▶ _EXCERPTED TEXT_
* * * *
Self-Attention vs Cross-Attention

The Distinction at a Glance

Both self-attention and cross-attention use the same scaled dot-product formula:

Attention(Q, K, V) = softmax( Q × K^T / sqrt(d_k) ) × V

The difference is where Q, K, and V come from:

| Variant | Q source | K, V source | |---------|----------|-------------| | Self-attention | Same sequence | Same sequence | | Cross-attention | Decoder hidden states | Encoder hidden states |

Self-Attention

In self-attention, a single input sequence X is projected into all three matrices:

Q = X @ W_Q
K = X @ W_K
V = X @ W_V

Every token attends to every other token in the same sequence. This lets the model build context-aware representations: the word "bank" in "river bank" attends differently to surrounding words than "bank" in "bank account".

Self-Attention in Encoders (BERT)

Encoder self-attention is bidirectional — token i can attend to any token j, including those that come after it. This is ideal for understanding tasks like classification, named entity recognition, or building embeddings.

Python

import torch
import torch.nn as nn
import torch.nn.functional as F
import math


class SelfAttention(nn.Module):
    """Bidirectional self-attention (encoder-style)."""

    def __init__(self, d_model: int, d_k: int):
        super().__init__()
        self.d_k = d_k
        self.W_Q = nn.Linear(d_model, d_k, bias=False)
        self.W_K = nn.Linear(d_model, d_k, bias=False)
        self.W_V = nn.Linear(d_model, d_k, bias=False)
* * * *
▶ _ACTION ITEM 1_
In the attention article, where do the query vectors come from in cross-attention?
▶ _ACTION ITEM 2_
Resume the attention article from the point where it stops.
* * * *
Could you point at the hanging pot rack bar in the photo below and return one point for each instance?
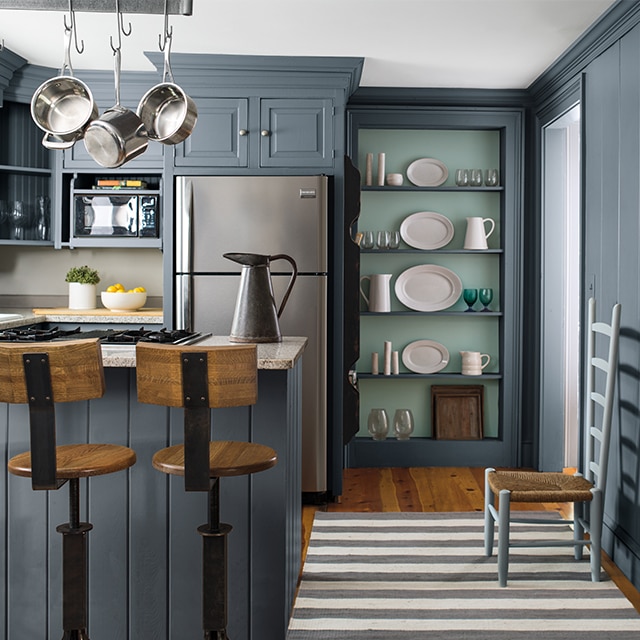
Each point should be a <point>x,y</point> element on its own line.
<point>175,7</point>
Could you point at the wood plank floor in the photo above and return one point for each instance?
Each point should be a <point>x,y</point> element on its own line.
<point>430,489</point>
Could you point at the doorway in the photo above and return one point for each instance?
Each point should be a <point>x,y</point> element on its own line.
<point>560,289</point>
* * * *
▶ _RESPONSE AREA 1_
They come from the decoder hidden states.

▶ _RESPONSE AREA 2_
    def forward(self, x: torch.Tensor, padding_mask: torch.Tensor = None):
        """
        x: (B, T, d_model)
        padding_mask: (B, T) — True where padding tokens live
        """
        Q = self.W_Q(x)   # (B, T, d_k)
        K = self.W_K(x)
        V = self.W_V(x)

        scores = torch.matmul(Q, K.transpose(-2, -1)) / math.sqrt(self.d_k)

        # Expand padding mask to (B, 1, T) so it broadcasts across queries
        if padding_mask is not None:
            scores = scores.masked_fill(padding_mask.unsqueeze(1), float('-inf'))

        attn = F.softmax(scores, dim=-1)
        return torch.matmul(attn, V), attn

Causal Self-Attention in Decoders (GPT)

Decoder self-attention adds a causal mask: token i may only attend to tokens j <= i. This ensures autoregressive generation — the model cannot "see the future".

Python

class CausalSelfAttention(nn.Module):
    """Unidirectional (causal) self-attention — decoder style."""

    def __init__(self, d_model: int, d_k: int, max_len: int = 2048):
        super().__init__()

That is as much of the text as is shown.